Diller muhtelif de olsa, evrensel hakikatler aynıdır. Fakat, her mânâ başka başka mefhûm ve lâfızlarla ifâde edilirler. Bir milletin bir kavramı, bir tabiri, bir deyimi, bir atasözü başka bir lisana mota mot tercüme edilirse, esas mânâ kayar, bambaşka bir şey olur.
“Bir işe çok eller karışsa, o işin karışacağı” gerçeğini, her millet, kendi kültürünü yansıtacak şekilde söylemişlerdir.
Türkler: Horozu çok olan köyün sabahı geç olur.
İngilizler: Aşçılar çoğaldı mı, çorba tatsız olur”
İtalyanlar: Çok horozun öttüğü yerde güneş doğmaz”
İranlılar: İki kaptan gemiyi batırır.
Ruslar: Yedi ebenin olduğu yerde bebek kör doğar” şeklinde ifâde ederler.1
Elbette, İslâm kültürünün, Arapçanın kendisine has deyimleri, tabirleri vardır. Mesela, “Ba’de harabil Basra!” Arapça bir deyimdir. Tercümesi şöyledir: Basra harap olduktan sonra!..
Bu tercüme, zihnimizi uyandırmıyor, bir bilgi vermiyor. Ancak, Türkçe karşılığı, “İş işten geçtikten sonra!”dır.
Kur’ân dili Arapça’nın da kendine has deyimleri, nükteleri, incelikleri, tabirleri, kavramları vardır. Müfessir, yorumcu bunu dikkate alır. Meallerde ise bu incelikler yansıtılamaz.
Beyanı mu’cize olan Kur’ân, anlatmak istediği ve açık metniyle birçok hakikati ifâde ettiği gibi, uslûbuyla, umum meselelerin sıralanışıyla, pek çok işârî mânâları da ihtiva etmektedir. Herbir âyetin çok mânâ tabakaları vardır. Kur’ân, Cenâb-ı Hakk’ın, herşeyi kuşatan İlm-i Muhitinden geldiği için, bütün mânâları murad olabilir. İnsanın küçük ve basit fikri ve isteğiyle meydana getirdiği kelâmlar gibi, bir iki mânâya münhasır değildir.
İşte bu sırra binâen, Kur’ân âyetlerinden, tefsir ehli hadsiz hakikatları beyan etmiş. Müfessirinin beyan etmediği daha çok hakikatlar var. Ve bilhassa harflerinde ve açık mânâsından başka, çok önemli ilimler vardır...

*Görev talebi*
Alıştırma metnine göre İranlılar, bir işe çok el karışırsa o işin karışacağı gerçeğini hangi sözle ifade eder?

*İncelenecek veriler*
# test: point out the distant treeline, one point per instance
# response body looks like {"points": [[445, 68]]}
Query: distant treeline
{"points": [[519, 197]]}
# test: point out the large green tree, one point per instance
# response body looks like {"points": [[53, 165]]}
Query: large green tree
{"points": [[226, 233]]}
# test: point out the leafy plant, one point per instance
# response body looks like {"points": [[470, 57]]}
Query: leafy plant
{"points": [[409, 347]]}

*Görev sonucu*
İki kaptan gemiyi batırır.